▶ [Requirement 1]:
Answer these questions using the tax credits debate.
(a) By what percentage did in-work poverty rise while tax credit costs grew?
(b) How much does freezing fuel duty save a family each time they fill up their tank?
(c) What annual salary does the medical secretary in the example earn?
▶ [Requirement 2]: Print the part of the tax credits debate starting with "The hon. Gentleman is talking" and going on through "comment on that?".
▶ [Requirement 3]: Please write what follows the last sentence of the tax credits debate, carrying it on in the same manner.

▶ [Exercise passage]:
(9 years, 1 month ago)
Commons ChamberThe hon. Gentleman is saying that the Scottish National party is happy to increase the national debt. That is the message: the national debt is going to go up. That is what socialism does and what socialists say. They are not concerned about the national debt, which is currently £1.4 trillion and getting higher. We can hear the message coming through loud and clear from the SNP.
Tax credits cost £l billion in their first full year, but have since risen to an estimated £30 billion over the last year, yet over the same period in-work poverty rose by 20%. The status quo on tax credits is clearly not working. Indeed, the former Labour Chancellor of the Exchequer, Alistair Darling, said that tax credits were
“subsiding low wages in a way that was never intended.”
It is vital to address the root causes of low pay rather than simply continuing endlessly to subsidise low pay through the benefit system. Reforming tax credits is crucial to achieving a sustainable welfare system that is fair both to the most vulnerable in society and to hard-working taxpayers who have to pay for it.
These reforms do not stand in isolation, but are part of a joined-up, wider offer to working people by this Government. With the announcement of the introduction of a new living wage by my right hon. Friend the Chancellor during his summer Budget, and the strides taken to raise the personal allowance, people will not only earn more but keep more of what they earn. It always pays to work.
On top of that, we doubled the number of free childcare hours of which parents can take advantage to 30, introduced tax-free childcare and froze fuel duty, saving a family £10 every time they fill up their tank.
The hon. Gentleman is talking about how people working on low pay should be grateful for the so-called living wage. Let me make the point again that this is not a living wage: it is not £7.85; it is not enough for people to live on. Let me provide an example. On the basis of changes to the tax credit threshold and the taper, a medical secretary with two children earning £22,236 a year can be expected to be £2,109 a year, or £40 a week, worse off in 2016 than in 2015. Will the hon. Gentleman comment on that?
What I will say is that employers must step up to the plate. They must pay higher rises—rising salaries. The living wage will rise to £9 during the term of the present Parliament, and because the Government have increased the personal allowance, people will earn £12,500 before paying any tax whatsoever.
The combination of those changes will make eight out of 10 working families better off. A typical family in which someone is working full time on the minimum wage will be £2,400 a year better off by the end of this Parliament. By 2020, the annual income of a single parent with one child working 35 hours a week and receiving the current national minimum wage will have increased by more than £1,500.

Image-grounded pointing data:

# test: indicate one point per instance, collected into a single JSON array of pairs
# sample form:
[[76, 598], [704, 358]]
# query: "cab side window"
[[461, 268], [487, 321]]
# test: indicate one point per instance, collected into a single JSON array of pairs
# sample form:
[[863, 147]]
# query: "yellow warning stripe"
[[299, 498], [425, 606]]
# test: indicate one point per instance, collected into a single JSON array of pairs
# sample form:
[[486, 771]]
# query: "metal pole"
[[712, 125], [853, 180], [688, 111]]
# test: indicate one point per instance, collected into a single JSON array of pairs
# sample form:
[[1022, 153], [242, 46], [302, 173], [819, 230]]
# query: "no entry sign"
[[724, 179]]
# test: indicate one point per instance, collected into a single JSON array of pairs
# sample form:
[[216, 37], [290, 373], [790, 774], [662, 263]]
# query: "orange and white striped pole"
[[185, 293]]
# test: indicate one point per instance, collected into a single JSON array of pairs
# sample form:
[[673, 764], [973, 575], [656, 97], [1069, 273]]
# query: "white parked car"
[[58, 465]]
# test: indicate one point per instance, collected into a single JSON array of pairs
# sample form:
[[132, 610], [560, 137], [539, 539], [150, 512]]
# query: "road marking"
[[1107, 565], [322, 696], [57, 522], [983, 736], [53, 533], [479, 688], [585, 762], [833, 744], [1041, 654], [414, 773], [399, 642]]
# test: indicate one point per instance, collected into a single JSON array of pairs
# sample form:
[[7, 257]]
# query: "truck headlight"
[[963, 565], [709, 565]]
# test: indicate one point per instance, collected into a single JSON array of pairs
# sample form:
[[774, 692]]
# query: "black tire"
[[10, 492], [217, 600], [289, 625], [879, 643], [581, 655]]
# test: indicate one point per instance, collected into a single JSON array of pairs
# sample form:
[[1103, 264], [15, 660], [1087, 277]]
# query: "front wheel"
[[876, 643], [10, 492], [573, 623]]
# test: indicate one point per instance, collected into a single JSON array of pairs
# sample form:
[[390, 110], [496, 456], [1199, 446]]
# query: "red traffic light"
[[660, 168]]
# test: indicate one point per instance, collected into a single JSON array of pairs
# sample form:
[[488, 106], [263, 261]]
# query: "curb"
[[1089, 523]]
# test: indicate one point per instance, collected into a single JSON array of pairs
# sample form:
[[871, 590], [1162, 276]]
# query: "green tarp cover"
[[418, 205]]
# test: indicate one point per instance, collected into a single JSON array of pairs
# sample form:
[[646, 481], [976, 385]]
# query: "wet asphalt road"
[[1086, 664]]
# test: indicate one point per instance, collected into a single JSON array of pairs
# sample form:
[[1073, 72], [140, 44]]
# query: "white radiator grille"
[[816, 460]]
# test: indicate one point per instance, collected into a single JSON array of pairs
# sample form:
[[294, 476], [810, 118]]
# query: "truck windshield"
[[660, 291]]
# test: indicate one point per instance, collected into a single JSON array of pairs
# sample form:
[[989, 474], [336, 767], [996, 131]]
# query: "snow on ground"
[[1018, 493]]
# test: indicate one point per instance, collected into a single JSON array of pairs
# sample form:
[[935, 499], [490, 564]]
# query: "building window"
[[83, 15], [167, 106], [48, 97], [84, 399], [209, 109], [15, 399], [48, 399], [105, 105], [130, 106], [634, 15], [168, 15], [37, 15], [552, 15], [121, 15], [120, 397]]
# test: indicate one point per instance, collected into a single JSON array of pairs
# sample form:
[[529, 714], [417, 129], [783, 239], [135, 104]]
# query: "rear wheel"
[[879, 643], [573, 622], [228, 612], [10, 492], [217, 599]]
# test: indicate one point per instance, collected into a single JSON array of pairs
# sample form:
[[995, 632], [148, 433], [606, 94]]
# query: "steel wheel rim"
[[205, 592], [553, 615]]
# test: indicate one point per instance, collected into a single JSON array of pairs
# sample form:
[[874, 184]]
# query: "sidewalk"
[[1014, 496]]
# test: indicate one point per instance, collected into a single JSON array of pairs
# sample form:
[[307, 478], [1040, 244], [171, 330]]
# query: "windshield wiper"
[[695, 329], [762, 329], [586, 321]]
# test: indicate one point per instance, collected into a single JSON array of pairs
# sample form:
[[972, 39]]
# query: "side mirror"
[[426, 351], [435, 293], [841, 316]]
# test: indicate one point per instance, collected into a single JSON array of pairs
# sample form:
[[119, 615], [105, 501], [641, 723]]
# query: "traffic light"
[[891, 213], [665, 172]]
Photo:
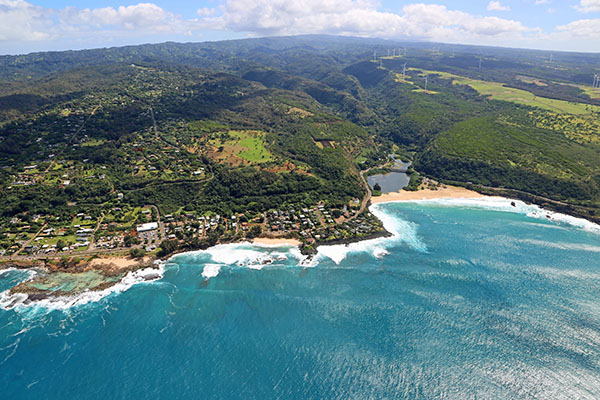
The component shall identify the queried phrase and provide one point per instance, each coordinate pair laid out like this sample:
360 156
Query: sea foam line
402 232
20 302
504 204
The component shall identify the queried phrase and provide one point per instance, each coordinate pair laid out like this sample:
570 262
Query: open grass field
246 145
498 91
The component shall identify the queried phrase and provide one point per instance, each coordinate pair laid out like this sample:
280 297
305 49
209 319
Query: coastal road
367 197
161 226
30 240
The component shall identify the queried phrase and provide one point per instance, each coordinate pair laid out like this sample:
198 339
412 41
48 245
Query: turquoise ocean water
469 300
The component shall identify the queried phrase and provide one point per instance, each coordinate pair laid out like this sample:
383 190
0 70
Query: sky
34 25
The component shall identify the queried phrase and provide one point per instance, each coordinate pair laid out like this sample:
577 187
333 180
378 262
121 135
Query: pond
393 181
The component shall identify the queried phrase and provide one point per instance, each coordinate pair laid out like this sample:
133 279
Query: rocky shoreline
59 278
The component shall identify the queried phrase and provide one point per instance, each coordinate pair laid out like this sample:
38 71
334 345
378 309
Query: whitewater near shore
445 192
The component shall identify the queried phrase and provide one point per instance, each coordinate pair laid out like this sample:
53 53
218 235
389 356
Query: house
150 226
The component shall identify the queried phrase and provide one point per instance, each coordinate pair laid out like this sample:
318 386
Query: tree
254 231
167 247
129 241
60 244
137 253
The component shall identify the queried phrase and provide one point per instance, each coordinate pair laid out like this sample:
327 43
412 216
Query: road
161 225
30 240
367 197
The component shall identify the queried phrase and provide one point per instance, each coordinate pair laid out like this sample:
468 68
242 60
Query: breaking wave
514 206
21 301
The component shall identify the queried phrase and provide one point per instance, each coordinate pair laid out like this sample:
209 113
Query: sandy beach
277 241
446 192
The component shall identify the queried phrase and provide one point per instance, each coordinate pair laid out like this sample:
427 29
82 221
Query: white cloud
581 29
497 6
20 20
361 18
586 6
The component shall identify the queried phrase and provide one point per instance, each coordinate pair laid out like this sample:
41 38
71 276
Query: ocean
470 299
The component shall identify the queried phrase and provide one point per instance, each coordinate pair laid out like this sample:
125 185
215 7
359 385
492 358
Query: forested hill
293 120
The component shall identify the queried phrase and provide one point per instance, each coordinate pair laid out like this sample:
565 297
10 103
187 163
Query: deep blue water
468 303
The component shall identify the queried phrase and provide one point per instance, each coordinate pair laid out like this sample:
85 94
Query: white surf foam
402 232
249 255
20 301
506 205
211 270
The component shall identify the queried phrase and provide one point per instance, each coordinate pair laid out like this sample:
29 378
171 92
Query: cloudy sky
36 25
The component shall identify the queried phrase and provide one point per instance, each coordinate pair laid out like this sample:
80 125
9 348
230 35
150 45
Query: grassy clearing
247 145
498 91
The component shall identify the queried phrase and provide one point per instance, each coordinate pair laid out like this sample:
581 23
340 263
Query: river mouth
393 181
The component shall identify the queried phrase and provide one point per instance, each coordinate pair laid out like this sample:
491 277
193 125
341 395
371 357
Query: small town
141 230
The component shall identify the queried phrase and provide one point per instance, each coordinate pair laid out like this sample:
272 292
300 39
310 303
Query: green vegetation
88 140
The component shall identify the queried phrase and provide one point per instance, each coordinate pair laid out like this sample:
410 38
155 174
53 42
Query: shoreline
119 266
276 242
445 192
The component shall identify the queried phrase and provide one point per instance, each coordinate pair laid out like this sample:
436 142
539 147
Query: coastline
116 272
445 192
276 242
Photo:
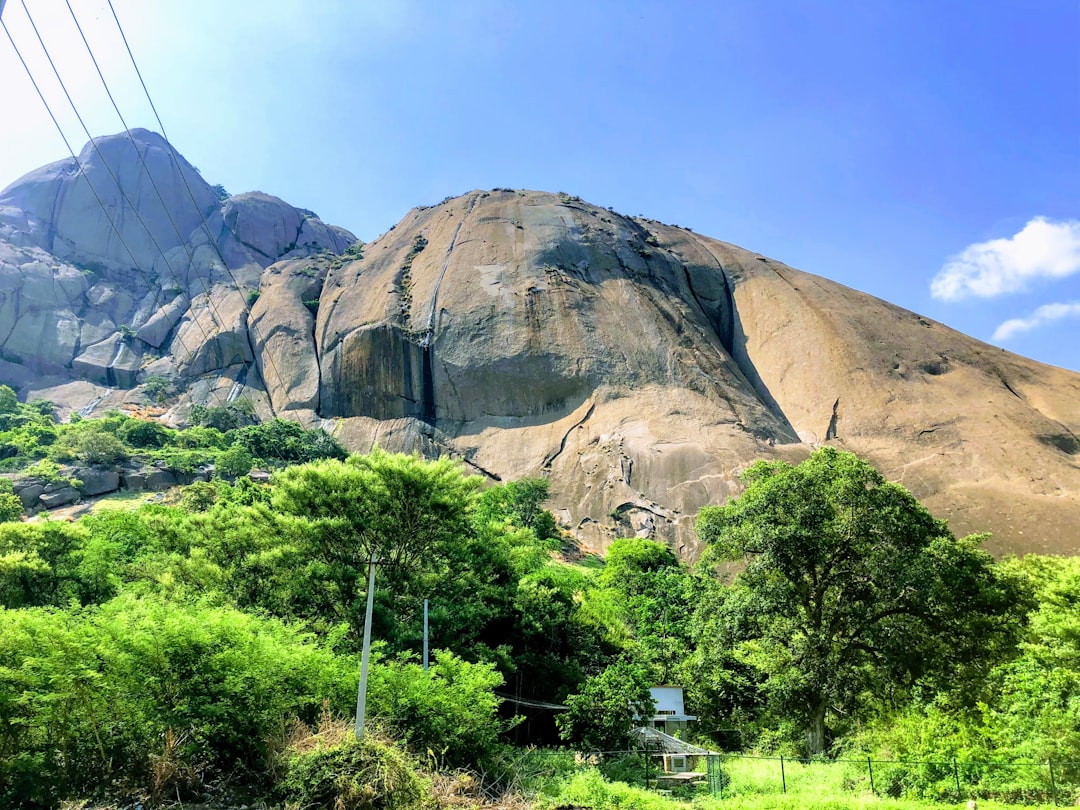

▶ [Your response 1]:
(a) 20%
(b) £10
(c) £22,236

▶ [Your response 2]:
The hon. Gentleman is talking about how people working on low pay should be grateful for the so-called living wage. Let me make the point again that this is not a living wage: it is not £7.85; it is not enough for people to live on. Let me provide an example. On the basis of changes to the tax credit threshold and the taper, a medical secretary with two children earning £22,236 a year can be expected to be £2,109 a year, or £40 a week, worse off in 2016 than in 2015. Will the hon. Gentleman comment on that?

▶ [Your response 3]:
Poverty can be left behind only through work. The reforms of tax credits focus support on the families on the lowest incomes, while favouring support for working families through the tax system and earnings growth rather than through benefits. They will move Britain from a high welfare, high tax, low wage economy to a lower welfare, lower tax and higher wage economy.
I congratulate the hon. Member for South Cambridgeshire (Heidi Allen) on her excellent maiden speech.
Prices have risen faster than wages during the vast majority of this Government’s time in office. Working people in Grimsby have seen their earnings fall by more than £2,700 since 2010. Today, one in three of my constituents earn less than the real living wage of £7.85 an hour. Grimsby desperately needs a pay rise, but what this Government are doing instead is cutting people’s incomes by at least another £1,300 a year. People simply cannot cope with a further reduction in their incomes.
The Government say that people simply need to work harder for a few more hours a week in order not to lose out, but for many, that is completely unrealistic. Many people in my constituency do not have that option; some are already working two or three jobs just to make up the hours. Conservative Members were given a mandate by their constituents based on their party’s manifesto and on what the Prime Minister said during the election campaign. They do not have a mandate to cut tax credits; in fact, they have a mandate not to cut them. What does it say about the regard in which Conservative Members hold the voters of this country if, just five months later, they walk through the Lobby and do precisely the opposite of what the Prime Minister promised?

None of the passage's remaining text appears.